Task statement
Rename "dirt floor" as "earthen floor" in the stretch of the records from the line containing "Can you find the cave interior?" through the end, and write out only that stretch with everything else unchanged.

Stored data

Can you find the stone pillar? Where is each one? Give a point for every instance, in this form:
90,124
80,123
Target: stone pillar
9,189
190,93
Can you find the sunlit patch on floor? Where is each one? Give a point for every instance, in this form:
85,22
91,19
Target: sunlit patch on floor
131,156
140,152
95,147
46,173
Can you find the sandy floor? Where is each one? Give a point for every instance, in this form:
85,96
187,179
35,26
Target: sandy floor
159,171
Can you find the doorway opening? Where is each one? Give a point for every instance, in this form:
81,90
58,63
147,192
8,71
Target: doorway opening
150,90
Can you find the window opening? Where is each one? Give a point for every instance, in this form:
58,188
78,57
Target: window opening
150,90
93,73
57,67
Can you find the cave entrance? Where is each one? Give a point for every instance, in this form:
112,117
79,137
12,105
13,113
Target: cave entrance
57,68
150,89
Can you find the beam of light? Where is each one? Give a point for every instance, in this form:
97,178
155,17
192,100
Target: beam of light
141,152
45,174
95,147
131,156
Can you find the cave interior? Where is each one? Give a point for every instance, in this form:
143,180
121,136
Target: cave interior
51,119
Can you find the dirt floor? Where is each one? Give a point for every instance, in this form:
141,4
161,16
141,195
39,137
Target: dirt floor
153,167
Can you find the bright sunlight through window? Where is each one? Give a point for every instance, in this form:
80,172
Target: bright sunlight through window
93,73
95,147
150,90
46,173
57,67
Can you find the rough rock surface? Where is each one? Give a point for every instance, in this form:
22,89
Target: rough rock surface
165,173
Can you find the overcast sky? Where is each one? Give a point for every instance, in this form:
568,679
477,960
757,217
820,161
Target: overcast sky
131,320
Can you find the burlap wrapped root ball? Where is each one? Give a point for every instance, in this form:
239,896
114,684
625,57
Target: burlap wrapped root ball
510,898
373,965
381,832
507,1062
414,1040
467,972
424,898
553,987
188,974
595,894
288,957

Result of this exercise
Can you find the cave interior? Where is each one? Give a point for every instance, in this form:
143,180
121,136
Target: cave interior
51,119
Can you find the earthen floor? Where is each one? Give a point for every instance, in this form:
141,4
161,16
141,195
39,137
Target: earthen floor
153,167
Can you find the bright sunlight through window? Where is each one? Give a point for every instance, in this form:
80,172
Target: bright sunlight through window
93,73
95,147
150,90
46,173
57,67
Can you find the rough rock surface? Where is each one? Give a point for every instance, in this form:
22,89
Target: rough rock surface
165,173
Can you find the overcast sky? Where is each one? Give a point for every instance, in this form:
568,679
477,960
757,217
820,161
Target: overcast sky
131,320
Can you find the burlap wrapped root ball? Where is each one? Give a point for every instance, in this form:
239,896
114,684
625,57
Target: burlap wrapped root ball
510,898
373,965
381,832
507,1062
414,1040
467,972
424,898
553,987
188,974
595,894
288,957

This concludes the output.